#### DOCUMENT SEGMENT

Help and support for you

Everything you need to know to stop your business from running you.

budget 2024

Spring Budget Update 2024

What is the Spring Budget 2024 about and who are the winners and losers. What does it really mean?

Yesterday, 6th March 2024, the chancellor announced his spring budget. There is a lot to digest and unpick and there might be some devil in the detail! With a general election looming, it was clear that the chancellor had decided to put more money back into the pockets of working people. However, not much of this money directly comes to business owners.  I think the real winners will be the UK’s 27m workers, as the cut in NI affects employees earning over £12,570pa

Let’s start with the good news:

National Insurance Contributions are going down

National Insurance Contributions are again being cut. The government is cutting the main rate of employee National Insurance by 2p from 10% to 8% from 6 April 2024. Combined with the 2p cut announced at Autumn Statement 2023, this will save the average worker on £35,400 over £900 a year.

#### TASKS AND EXERCISES
[a] According to the Spring Budget 2024 update, from what date does the main rate of employee National Insurance drop to 8%?
[b] Using the Spring Budget 2024 update, explain why the writer sees the UK's 27m workers as the real winners.
[c] Go on with the Spring Budget 2024 update, picking up after its last sentence.

#### ENTRIES PROVIDED
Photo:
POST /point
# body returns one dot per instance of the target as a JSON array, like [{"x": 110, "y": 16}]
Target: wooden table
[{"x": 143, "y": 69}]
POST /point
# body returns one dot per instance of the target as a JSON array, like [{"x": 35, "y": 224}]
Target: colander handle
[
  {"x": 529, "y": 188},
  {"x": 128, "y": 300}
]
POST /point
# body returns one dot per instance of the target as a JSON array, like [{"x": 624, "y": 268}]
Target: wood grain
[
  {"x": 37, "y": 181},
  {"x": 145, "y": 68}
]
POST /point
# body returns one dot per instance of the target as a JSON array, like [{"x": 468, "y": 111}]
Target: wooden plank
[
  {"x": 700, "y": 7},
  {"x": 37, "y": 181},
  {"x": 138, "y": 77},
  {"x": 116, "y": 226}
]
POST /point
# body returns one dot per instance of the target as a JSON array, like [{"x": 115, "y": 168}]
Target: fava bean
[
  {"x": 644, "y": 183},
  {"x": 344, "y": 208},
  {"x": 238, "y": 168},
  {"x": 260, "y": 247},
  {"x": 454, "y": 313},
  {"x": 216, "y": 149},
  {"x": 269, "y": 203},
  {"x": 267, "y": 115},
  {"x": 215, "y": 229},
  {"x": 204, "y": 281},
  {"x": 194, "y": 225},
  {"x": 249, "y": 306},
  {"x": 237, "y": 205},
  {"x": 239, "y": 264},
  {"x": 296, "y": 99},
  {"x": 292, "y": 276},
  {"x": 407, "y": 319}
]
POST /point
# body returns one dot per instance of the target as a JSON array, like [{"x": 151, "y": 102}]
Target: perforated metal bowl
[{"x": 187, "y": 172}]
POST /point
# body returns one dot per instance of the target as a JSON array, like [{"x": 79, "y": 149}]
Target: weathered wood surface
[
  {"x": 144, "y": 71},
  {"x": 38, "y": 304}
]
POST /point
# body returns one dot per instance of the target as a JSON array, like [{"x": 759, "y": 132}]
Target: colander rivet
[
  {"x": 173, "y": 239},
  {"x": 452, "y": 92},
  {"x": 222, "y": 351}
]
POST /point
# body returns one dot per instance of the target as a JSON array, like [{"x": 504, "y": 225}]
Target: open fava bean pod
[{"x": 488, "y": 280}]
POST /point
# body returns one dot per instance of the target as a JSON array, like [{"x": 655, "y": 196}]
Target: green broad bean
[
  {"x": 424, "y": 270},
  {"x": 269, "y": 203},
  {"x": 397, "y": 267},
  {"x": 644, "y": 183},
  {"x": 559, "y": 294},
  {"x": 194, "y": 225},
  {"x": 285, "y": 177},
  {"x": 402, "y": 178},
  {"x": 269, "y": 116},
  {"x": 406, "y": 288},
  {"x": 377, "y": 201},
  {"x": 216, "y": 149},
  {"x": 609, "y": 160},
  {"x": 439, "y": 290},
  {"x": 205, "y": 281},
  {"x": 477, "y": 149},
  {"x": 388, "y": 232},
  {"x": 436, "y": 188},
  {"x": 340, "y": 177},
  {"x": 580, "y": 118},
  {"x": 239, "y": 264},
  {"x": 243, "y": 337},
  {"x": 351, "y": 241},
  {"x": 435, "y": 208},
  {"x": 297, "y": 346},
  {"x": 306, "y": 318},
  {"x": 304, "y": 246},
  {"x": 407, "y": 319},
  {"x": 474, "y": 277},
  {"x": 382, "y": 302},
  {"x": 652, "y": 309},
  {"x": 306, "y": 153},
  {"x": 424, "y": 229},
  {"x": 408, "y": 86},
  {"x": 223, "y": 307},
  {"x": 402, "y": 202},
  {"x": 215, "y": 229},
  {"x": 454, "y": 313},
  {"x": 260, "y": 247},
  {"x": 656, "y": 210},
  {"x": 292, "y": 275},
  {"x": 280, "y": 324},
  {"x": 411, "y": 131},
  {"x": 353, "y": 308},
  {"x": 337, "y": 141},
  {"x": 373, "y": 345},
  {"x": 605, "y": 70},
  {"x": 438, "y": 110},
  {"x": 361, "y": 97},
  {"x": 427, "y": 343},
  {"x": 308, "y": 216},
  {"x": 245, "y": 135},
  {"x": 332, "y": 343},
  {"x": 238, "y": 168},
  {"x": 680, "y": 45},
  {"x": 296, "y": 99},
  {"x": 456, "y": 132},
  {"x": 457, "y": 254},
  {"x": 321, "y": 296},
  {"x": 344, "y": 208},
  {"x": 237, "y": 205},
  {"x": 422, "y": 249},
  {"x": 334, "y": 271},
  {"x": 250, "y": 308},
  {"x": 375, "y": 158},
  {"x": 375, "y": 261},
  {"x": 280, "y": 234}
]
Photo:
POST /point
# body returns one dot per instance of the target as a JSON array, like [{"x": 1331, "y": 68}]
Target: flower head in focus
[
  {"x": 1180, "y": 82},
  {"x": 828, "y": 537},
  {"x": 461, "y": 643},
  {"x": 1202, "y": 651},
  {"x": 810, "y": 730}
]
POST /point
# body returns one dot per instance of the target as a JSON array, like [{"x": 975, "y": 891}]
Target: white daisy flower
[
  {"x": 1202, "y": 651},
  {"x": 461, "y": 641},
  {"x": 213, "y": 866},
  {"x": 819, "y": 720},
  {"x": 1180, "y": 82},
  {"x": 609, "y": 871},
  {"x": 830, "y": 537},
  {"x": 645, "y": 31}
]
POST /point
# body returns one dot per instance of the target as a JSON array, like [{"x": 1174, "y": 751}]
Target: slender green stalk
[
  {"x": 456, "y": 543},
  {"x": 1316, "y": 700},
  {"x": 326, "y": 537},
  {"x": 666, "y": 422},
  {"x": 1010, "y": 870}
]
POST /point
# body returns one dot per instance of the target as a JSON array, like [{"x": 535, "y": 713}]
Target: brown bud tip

#### RESPONSES IN ORDER
[a] From 6 April 2024.

[b] The writer sees them as the winners because the cut in National Insurance affects employees earning over £12,570 a year. Meanwhile, not much of the money the chancellor is putting back into people's pockets goes directly to business owners.

[c]
The government is also cutting a further 2p from the main rate of self-employed National Insurance on top of the 1p cut announced at Autumn Statement 2023. This means that from 6 April 2024 the main rate of Class 4 NICs for the self-employed will now be reduced from 9% to 6%. Combined with the abolition of the requirement to pay Class 2, this will save an average self-employed person on £28,000, around £650 a year.

The threshold for registering for VAT is going up

The point where businesses need to register for VAT is going up from £85,000 to £90,000. This will supposedly help small businesses grow. There are differing opinions about this – my own is that it won’t help! What we see is that, in reality, businesses often slow their growth as they near the VAT threshold. Radically lowering the VAT threshold towards £40,000 or even lower would make it a level playing field for most small businesses. But then, what does the Chancellor really know about small businesses?

Inflation has rapidly fallen and the economy is picking up

Inflation has more than halved from its recent peak, i.e. from 11.1% to 4.0%. The OBR forecasts inflation to fall to its 2% target in Q2 2024, a year earlier than in their November 2023 forecast. In 2023, the UK was pretty much in recession as GDP grew by 0.1%. Growth is now forecast to pick up from the first half of 2024 and the IMF is forecasting that the UK will have the third fastest cumulative growth in the G7 over the 2024-2028 period.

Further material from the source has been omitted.